Set task:
Could you render every line of the records below as a numbered list, leaving out the blank lines?

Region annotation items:
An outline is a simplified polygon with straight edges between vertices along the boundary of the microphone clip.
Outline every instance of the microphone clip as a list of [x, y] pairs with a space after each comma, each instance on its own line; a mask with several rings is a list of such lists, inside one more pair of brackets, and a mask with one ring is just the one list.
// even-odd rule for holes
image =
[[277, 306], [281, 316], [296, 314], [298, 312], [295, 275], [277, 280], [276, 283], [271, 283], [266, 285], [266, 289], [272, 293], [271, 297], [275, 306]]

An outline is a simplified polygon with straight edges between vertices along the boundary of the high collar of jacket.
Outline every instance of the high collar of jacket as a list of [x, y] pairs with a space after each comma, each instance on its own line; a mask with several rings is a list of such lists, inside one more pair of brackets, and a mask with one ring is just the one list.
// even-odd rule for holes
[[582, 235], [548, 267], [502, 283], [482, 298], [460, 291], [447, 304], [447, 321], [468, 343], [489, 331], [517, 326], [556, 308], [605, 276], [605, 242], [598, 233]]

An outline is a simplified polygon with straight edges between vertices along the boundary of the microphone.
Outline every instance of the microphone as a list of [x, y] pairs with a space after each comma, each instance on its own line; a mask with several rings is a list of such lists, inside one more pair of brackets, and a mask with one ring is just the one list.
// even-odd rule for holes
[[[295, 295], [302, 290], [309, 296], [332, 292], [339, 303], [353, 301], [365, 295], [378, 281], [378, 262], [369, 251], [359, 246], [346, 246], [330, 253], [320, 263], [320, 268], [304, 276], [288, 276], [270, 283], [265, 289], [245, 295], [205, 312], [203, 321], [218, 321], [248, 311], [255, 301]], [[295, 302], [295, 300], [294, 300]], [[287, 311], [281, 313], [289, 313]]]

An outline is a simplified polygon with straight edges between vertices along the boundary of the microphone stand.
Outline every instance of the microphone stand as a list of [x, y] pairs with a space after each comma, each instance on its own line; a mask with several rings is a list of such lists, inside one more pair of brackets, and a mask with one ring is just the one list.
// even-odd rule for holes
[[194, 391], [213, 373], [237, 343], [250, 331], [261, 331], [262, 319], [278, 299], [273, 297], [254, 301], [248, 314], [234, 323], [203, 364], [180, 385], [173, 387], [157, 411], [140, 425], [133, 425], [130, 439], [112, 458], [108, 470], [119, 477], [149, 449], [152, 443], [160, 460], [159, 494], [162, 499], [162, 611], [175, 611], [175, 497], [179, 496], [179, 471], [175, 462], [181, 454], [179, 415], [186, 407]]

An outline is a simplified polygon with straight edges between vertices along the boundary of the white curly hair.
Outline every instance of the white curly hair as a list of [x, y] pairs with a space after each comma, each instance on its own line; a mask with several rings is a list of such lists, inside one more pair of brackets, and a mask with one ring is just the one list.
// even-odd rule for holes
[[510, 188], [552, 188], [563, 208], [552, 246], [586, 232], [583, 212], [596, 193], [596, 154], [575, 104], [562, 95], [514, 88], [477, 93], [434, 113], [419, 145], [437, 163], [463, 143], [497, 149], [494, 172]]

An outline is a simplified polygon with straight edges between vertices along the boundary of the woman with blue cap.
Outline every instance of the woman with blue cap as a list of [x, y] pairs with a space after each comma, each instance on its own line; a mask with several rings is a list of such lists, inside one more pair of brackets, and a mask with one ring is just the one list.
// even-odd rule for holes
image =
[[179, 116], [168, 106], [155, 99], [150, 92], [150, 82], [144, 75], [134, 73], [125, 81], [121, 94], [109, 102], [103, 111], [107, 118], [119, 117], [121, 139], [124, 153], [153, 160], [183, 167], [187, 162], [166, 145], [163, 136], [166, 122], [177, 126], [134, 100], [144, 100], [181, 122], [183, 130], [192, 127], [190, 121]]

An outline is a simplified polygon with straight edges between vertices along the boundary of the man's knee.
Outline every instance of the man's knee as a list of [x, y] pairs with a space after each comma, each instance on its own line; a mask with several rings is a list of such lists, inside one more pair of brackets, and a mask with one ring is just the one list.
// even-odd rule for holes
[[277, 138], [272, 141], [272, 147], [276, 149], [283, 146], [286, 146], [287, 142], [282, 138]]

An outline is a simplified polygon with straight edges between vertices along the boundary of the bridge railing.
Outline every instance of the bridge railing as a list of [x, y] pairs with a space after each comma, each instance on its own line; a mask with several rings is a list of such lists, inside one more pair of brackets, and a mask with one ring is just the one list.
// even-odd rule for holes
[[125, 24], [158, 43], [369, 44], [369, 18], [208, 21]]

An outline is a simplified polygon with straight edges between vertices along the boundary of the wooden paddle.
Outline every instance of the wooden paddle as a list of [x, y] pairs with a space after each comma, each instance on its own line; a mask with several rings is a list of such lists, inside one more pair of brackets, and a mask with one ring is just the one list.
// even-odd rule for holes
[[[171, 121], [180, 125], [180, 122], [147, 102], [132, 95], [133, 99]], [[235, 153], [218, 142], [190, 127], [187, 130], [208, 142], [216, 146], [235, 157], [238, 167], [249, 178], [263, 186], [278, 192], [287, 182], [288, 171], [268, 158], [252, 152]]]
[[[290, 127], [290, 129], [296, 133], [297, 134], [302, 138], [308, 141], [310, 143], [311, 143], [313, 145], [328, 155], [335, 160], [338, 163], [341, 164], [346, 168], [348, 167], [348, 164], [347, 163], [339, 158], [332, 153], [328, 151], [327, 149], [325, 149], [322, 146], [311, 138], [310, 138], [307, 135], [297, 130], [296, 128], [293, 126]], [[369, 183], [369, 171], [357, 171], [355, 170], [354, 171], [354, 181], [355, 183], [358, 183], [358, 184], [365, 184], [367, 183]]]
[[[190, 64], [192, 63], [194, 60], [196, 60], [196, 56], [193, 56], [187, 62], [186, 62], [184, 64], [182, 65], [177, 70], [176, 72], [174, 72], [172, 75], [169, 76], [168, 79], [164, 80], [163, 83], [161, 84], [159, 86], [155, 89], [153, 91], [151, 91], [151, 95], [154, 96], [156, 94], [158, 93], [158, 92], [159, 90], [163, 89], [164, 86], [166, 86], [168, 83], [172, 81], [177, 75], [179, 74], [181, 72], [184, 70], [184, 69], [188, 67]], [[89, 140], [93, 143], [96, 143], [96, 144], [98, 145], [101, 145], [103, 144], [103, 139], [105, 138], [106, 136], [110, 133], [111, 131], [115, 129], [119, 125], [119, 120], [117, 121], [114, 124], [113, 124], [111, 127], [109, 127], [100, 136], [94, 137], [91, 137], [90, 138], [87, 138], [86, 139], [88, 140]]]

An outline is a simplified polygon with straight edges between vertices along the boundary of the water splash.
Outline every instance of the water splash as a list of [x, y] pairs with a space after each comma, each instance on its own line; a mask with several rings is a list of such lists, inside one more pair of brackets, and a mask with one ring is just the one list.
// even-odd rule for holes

Reply:
1. An outline is a simplified polygon with straight edges between vertices along the boundary of the microphone clip.
2. Outline every instance of the microphone clip as a list of [x, y] pairs with a space after each comma, each instance on its own line; a mask with several rings is a list of such lists, inside one more pair of brackets, and a mask with one ring is just the one list.
3. // even-odd rule for holes
4. image =
5. [[277, 306], [281, 316], [296, 314], [298, 312], [295, 275], [277, 280], [276, 283], [271, 283], [266, 285], [266, 289], [272, 293], [271, 297], [275, 306]]
6. An outline is a simplified polygon with straight edges between vertices along the boundary of the high collar of jacket.
7. Outline every instance of the high collar of jacket as a list of [x, y] pairs with a space after each comma, each instance on its own line; a mask with several rings is a list of such lists, inside one more pair of brackets, and a mask with one ring is just the one list.
8. // even-odd rule for holes
9. [[582, 235], [548, 267], [502, 283], [482, 298], [460, 291], [447, 304], [447, 321], [468, 343], [489, 331], [517, 326], [556, 308], [605, 276], [605, 242], [598, 233]]
10. An outline is a simplified polygon with straight edges between vertices along the boundary of the microphone.
11. Outline every instance of the microphone as a list of [x, y] pairs with a space after each comma, each instance on its own line; a mask with several rings is a list of such lists, inside one more pair of brackets, and a mask with one ring is just the one list.
12. // even-odd rule for holes
13. [[[295, 295], [302, 290], [309, 296], [332, 292], [339, 303], [353, 301], [365, 295], [378, 281], [378, 262], [369, 251], [359, 246], [346, 246], [330, 253], [320, 263], [320, 268], [304, 276], [288, 276], [270, 283], [265, 289], [245, 295], [205, 312], [203, 321], [218, 321], [248, 311], [255, 301]], [[295, 302], [295, 300], [294, 300]], [[287, 311], [281, 313], [289, 313]]]
14. An outline is a simplified polygon with straight edges between vertices along the boundary of the microphone stand.
15. Outline every instance of the microphone stand as a list of [x, y] pairs with a space after each comma, each instance on its own line; a mask with several rings is a list of such lists, inside one more pair of brackets, and a mask with one ring is just the one list.
16. // even-odd rule for holes
17. [[194, 391], [213, 373], [237, 343], [250, 331], [261, 331], [262, 319], [278, 299], [273, 297], [254, 301], [248, 314], [234, 323], [203, 364], [180, 385], [173, 387], [157, 411], [140, 425], [133, 425], [130, 439], [112, 458], [108, 470], [119, 477], [149, 449], [152, 443], [160, 460], [159, 494], [162, 499], [162, 611], [175, 611], [175, 497], [179, 496], [179, 471], [175, 462], [181, 454], [179, 415], [186, 407]]
18. An outline is a simplified polygon with straight edges between vertices along the boundary of the white curly hair.
19. Outline every instance of the white curly hair as a list of [x, y] pairs with a space after each comma, each instance on its own line; a mask with several rings is a list of such lists, inside one more pair of brackets, and a mask with one ring is just the one list.
20. // even-odd rule for holes
21. [[510, 188], [552, 188], [563, 208], [552, 246], [586, 232], [583, 212], [596, 193], [596, 154], [575, 104], [562, 95], [514, 88], [477, 93], [434, 113], [419, 145], [437, 163], [463, 143], [497, 149], [494, 172]]
22. An outline is a simplified polygon with straight edges between vertices along the boundary of the woman with blue cap.
23. Outline every instance of the woman with blue cap as a list of [x, y] pairs with a space after each comma, each instance on its own line; a mask with several rings is a list of such lists, inside one more pair of brackets, and a mask with one ring is just the one list.
24. // even-odd rule for holes
25. image =
26. [[179, 116], [168, 106], [155, 99], [150, 92], [150, 82], [144, 75], [134, 73], [125, 81], [121, 94], [109, 102], [103, 111], [107, 118], [119, 117], [121, 139], [124, 153], [153, 160], [183, 167], [187, 162], [166, 145], [163, 136], [166, 122], [177, 126], [134, 100], [144, 100], [181, 122], [183, 130], [192, 127], [190, 121]]
27. An outline is a simplified polygon with straight edges between vertices along the boundary of the man's knee.
28. Outline every instance of the man's knee as a list of [x, y] pairs with a space after each comma, each instance on its own line; a mask with several rings is a list of such lists, inside one more pair of brackets, and a mask with one ring is just the one list.
29. // even-odd rule for holes
30. [[277, 138], [272, 141], [272, 147], [276, 149], [283, 146], [286, 146], [287, 142], [282, 138]]
31. An outline is a simplified polygon with straight edges between vertices along the boundary of the bridge railing.
32. Outline every instance of the bridge railing as a list of [x, y] pairs with a space after each comma, each instance on its own line; a mask with several rings is a list of such lists, inside one more pair of brackets, and a mask with one ring is just the one list.
33. // even-odd rule for holes
34. [[125, 24], [158, 43], [369, 44], [369, 18], [208, 21]]
35. An outline is a simplified polygon with straight edges between vertices along the boundary of the wooden paddle.
36. Outline every instance of the wooden paddle as a list of [x, y] pairs with a space after each comma, each instance on its own line; a mask with several rings is a list of such lists, inside one more pair of brackets, and a mask with one ring is just the one list.
37. // even-odd rule for holes
38. [[[171, 121], [180, 125], [180, 122], [147, 102], [132, 95], [133, 99]], [[235, 153], [218, 142], [190, 127], [187, 130], [208, 142], [216, 146], [235, 157], [238, 167], [249, 178], [263, 186], [278, 192], [287, 182], [288, 171], [268, 158], [252, 152]]]
39. [[[290, 127], [290, 129], [296, 133], [297, 134], [302, 138], [308, 141], [310, 143], [311, 143], [313, 145], [328, 155], [335, 160], [338, 163], [341, 164], [346, 168], [348, 167], [348, 164], [347, 163], [339, 158], [332, 153], [328, 151], [327, 149], [325, 149], [322, 146], [311, 138], [310, 138], [307, 135], [297, 130], [296, 128], [293, 126]], [[369, 183], [369, 171], [357, 171], [355, 170], [354, 171], [354, 181], [355, 183], [358, 183], [358, 184], [365, 184], [367, 183]]]
40. [[[190, 64], [192, 63], [194, 60], [196, 60], [196, 56], [193, 56], [187, 62], [186, 62], [184, 64], [182, 65], [177, 70], [176, 72], [174, 72], [172, 75], [169, 76], [168, 79], [164, 80], [163, 83], [161, 84], [159, 86], [155, 89], [153, 91], [151, 91], [151, 95], [154, 96], [156, 94], [158, 93], [158, 92], [159, 90], [163, 89], [164, 86], [166, 86], [168, 83], [172, 81], [177, 75], [179, 74], [181, 72], [184, 70], [184, 69], [188, 67]], [[89, 140], [93, 143], [96, 143], [96, 144], [98, 145], [101, 145], [103, 144], [103, 139], [105, 138], [106, 136], [110, 133], [111, 131], [115, 129], [119, 125], [119, 120], [117, 121], [114, 124], [113, 124], [111, 127], [109, 127], [100, 136], [94, 137], [91, 137], [90, 138], [87, 138], [86, 139], [88, 140]]]
41. An outline is a simplified polygon with straight edges between vertices along the boundary of the water splash.
42. Outline every instance of the water splash as a list of [x, y] pairs with a space after each comma, each instance on its own line; a mask with several rings is a list of such lists, inside one more pair of brackets, and a mask with one ring is just the one list.
43. // even-odd rule for holes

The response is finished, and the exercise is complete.